» Page text:
But that was then, and this is now.
So, personal yammering aside, what does a player approaching Metroid II see now, 11 years after its initial release? On the surface, Metroid II has some good points; compared to most of the other Game Boy games out at the time, it’s head and shoulders above in control, detail, graphics and gameplay. Even compared to the original Metroid, it has some distinct advantages: the game engine’s no longer limited to scrolling in one dimension, so rooms can be several screens high and several screens wide. Samus’ character is more detailed, and there are considerably more weapons and items: four distinct beam weapons as opposed to two in the first game, two new add-ons to the morph ball, and the space jump, which effectively allows Samus to fly. The plasma and spazer beams aren’t that impressive this time around, but the spring ball, which allows Samus to jump while in ball form, is pretty useful, and the spider ball, which allows Samus to cling to virtually all walls and ceilings, is just damn cool.

» Information supplied:
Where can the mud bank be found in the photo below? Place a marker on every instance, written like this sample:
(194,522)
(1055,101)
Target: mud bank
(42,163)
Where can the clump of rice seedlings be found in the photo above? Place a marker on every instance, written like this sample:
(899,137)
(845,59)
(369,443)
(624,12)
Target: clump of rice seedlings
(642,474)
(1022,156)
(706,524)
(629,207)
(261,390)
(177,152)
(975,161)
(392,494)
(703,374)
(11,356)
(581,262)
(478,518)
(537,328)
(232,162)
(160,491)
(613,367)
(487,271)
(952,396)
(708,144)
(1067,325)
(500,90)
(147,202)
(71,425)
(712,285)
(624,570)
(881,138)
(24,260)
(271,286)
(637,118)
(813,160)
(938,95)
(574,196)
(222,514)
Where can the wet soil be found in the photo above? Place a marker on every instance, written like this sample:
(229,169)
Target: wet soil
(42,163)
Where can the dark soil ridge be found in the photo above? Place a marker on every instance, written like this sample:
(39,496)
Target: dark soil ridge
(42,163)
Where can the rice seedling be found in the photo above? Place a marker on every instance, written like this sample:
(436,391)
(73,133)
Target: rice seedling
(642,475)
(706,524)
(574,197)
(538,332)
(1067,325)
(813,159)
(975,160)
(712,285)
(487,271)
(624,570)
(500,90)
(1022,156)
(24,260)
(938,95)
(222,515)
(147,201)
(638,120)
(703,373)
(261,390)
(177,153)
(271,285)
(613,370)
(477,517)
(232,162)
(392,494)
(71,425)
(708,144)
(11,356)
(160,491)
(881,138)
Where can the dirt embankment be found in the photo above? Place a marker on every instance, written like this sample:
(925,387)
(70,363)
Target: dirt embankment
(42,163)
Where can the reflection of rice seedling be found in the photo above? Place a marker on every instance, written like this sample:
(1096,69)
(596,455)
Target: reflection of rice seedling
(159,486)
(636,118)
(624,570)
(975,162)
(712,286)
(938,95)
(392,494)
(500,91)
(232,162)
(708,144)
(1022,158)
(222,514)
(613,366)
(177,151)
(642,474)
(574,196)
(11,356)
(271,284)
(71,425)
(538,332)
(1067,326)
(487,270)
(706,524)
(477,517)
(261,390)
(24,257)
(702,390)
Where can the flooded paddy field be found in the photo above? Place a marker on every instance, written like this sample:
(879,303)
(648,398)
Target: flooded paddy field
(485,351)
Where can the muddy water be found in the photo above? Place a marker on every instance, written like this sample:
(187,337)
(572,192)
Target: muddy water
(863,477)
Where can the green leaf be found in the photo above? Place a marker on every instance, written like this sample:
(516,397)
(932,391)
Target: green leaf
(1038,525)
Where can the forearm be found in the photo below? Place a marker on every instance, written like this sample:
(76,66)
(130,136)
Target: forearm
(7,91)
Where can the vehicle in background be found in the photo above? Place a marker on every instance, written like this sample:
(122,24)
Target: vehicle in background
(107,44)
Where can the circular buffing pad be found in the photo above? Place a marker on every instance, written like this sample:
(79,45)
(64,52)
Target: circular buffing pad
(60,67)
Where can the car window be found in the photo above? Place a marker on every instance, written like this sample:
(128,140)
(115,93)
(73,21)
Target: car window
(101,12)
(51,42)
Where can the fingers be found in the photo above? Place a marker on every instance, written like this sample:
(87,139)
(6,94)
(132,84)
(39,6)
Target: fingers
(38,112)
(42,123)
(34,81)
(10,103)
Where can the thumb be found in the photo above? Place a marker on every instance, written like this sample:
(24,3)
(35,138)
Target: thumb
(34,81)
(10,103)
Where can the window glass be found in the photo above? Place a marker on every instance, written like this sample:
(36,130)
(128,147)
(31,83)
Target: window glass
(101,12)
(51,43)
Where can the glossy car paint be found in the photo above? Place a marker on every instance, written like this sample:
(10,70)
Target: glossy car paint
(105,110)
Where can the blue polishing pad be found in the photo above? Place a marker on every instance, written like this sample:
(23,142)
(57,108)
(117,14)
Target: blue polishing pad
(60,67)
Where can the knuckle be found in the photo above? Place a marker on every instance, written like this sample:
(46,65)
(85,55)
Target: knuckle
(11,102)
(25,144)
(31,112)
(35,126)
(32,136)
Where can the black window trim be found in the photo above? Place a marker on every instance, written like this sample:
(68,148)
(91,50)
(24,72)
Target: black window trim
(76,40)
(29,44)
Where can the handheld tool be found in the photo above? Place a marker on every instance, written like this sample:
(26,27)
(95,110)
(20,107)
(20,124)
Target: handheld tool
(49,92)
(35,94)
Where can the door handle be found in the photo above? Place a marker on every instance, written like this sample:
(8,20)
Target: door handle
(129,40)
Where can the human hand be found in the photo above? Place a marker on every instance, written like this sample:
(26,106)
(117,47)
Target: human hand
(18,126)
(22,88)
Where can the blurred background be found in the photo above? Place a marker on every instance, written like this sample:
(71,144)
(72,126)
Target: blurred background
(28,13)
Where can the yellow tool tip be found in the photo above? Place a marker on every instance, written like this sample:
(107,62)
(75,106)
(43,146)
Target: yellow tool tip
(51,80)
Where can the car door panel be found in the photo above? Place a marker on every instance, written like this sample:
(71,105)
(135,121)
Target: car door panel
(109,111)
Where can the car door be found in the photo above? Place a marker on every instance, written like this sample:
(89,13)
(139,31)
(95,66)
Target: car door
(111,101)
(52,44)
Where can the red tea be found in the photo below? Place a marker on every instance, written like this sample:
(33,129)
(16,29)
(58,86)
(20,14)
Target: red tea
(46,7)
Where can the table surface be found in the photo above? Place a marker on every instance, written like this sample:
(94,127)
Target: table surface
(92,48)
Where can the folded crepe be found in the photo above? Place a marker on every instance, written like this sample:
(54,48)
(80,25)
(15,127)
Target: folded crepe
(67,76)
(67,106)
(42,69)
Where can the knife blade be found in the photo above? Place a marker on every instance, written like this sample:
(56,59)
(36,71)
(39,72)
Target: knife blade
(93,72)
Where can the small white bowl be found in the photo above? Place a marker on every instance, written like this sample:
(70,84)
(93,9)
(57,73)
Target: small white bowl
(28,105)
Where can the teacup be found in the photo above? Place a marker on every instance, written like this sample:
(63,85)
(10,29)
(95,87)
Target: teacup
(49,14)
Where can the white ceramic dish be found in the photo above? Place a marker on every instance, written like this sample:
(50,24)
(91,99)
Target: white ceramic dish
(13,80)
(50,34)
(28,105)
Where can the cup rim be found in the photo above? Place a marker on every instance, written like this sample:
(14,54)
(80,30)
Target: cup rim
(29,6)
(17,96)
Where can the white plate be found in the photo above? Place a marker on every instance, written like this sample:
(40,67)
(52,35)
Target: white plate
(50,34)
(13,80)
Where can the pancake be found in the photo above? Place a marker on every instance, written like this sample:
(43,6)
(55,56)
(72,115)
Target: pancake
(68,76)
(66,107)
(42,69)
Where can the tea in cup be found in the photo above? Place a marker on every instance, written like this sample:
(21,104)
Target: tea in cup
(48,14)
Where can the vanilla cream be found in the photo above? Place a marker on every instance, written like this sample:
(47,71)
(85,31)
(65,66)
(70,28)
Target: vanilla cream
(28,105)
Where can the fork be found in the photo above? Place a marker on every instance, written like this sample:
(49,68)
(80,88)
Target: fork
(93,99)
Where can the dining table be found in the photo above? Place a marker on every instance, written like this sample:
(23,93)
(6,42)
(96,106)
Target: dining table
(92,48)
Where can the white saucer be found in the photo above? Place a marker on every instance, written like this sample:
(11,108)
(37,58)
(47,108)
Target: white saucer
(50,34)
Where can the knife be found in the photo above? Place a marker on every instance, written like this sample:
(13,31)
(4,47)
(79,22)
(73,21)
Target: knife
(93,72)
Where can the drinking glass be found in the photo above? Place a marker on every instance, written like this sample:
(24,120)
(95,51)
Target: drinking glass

» The tasks:
1/ Do statements (a), (b) and (c) agree with the Metroid II passage? For each, answer yes or no and quote the deciding words of the passage exactly.
(a) Metroid II offers four distinct beam weapons, compared with two in the first game.
(b) The plasma and spazer beams are very impressive this time around.
(c) The spider ball allows Samus to jump while in ball form.
2/ Reproduce the records from the line containing "Where can the tea in" through the end of the records.

» Expected results:
1/
(a) Yes: "four distinct beam weapons as opposed to two in the first game"
(b) No: "The plasma and spazer beams aren’t that impressive this time around"
(c) No: "the spring ball, which allows Samus to jump while in ball form"

2/
Where can the tea in cup be found in the photo above? Place a marker on every instance, written like this sample:
(21,104)
Target: tea in cup
(48,14)
Where can the vanilla cream be found in the photo above? Place a marker on every instance, written like this sample:
(47,71)
(85,31)
(65,66)
(70,28)
Target: vanilla cream
(28,105)
Where can the fork be found in the photo above? Place a marker on every instance, written like this sample:
(49,68)
(80,88)
Target: fork
(93,99)
Where can the dining table be found in the photo above? Place a marker on every instance, written like this sample:
(23,93)
(6,42)
(96,106)
Target: dining table
(92,48)
Where can the white saucer be found in the photo above? Place a marker on every instance, written like this sample:
(11,108)
(37,58)
(47,108)
Target: white saucer
(50,34)
Where can the knife be found in the photo above? Place a marker on every instance, written like this sample:
(13,31)
(4,47)
(79,22)
(73,21)
Target: knife
(93,72)
Where can the drinking glass be found in the photo above? Place a marker on every instance, written like this sample:
(24,120)
(95,51)
Target: drinking glass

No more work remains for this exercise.